====== SUPPLIED MATERIAL

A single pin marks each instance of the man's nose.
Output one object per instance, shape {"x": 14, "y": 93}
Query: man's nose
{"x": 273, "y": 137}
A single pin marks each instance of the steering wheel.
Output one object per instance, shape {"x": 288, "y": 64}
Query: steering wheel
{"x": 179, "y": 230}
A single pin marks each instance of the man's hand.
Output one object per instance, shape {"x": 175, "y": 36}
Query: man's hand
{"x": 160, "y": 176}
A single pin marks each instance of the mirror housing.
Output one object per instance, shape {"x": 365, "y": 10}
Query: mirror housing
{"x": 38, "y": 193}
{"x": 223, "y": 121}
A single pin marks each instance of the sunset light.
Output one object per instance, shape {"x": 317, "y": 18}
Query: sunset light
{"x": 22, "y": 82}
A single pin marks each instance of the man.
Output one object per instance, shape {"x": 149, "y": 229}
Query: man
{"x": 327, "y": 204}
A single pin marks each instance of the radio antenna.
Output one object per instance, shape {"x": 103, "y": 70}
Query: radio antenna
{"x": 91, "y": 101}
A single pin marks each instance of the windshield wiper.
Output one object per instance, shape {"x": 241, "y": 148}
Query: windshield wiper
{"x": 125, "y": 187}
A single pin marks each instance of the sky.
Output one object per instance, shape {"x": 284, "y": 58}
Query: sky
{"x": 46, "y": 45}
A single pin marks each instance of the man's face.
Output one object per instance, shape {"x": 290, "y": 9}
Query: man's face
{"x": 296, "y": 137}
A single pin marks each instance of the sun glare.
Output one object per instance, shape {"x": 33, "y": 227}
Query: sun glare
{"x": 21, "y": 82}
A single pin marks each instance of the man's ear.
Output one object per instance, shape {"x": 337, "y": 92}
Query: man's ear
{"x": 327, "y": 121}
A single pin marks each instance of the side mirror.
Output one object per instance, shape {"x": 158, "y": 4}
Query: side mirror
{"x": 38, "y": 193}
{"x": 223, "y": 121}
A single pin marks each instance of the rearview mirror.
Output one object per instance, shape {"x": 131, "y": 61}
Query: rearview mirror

============

• _TASK DETAILS_
Output only the lines running from the line with "A single pin marks each instance of the sky." through the final line of the data, inclusive.

• _OUTPUT FOR THIS EXERCISE_
A single pin marks each instance of the sky.
Output one object per instance, shape {"x": 284, "y": 58}
Query: sky
{"x": 46, "y": 45}
A single pin marks each instance of the man's face.
Output one object per instance, shape {"x": 290, "y": 9}
Query: man's face
{"x": 296, "y": 137}
A single pin marks each instance of the sun glare.
Output one object per instance, shape {"x": 33, "y": 227}
Query: sun glare
{"x": 21, "y": 82}
A single pin marks each instance of the man's ear.
Output one object per instance, shape {"x": 337, "y": 92}
Query: man's ear
{"x": 327, "y": 121}
A single pin marks each instance of the side mirror.
Output one object per instance, shape {"x": 158, "y": 4}
Query: side mirror
{"x": 38, "y": 193}
{"x": 223, "y": 121}
A single pin marks each instance of the rearview mirror.
Output one object per instance, shape {"x": 131, "y": 61}
Query: rearview mirror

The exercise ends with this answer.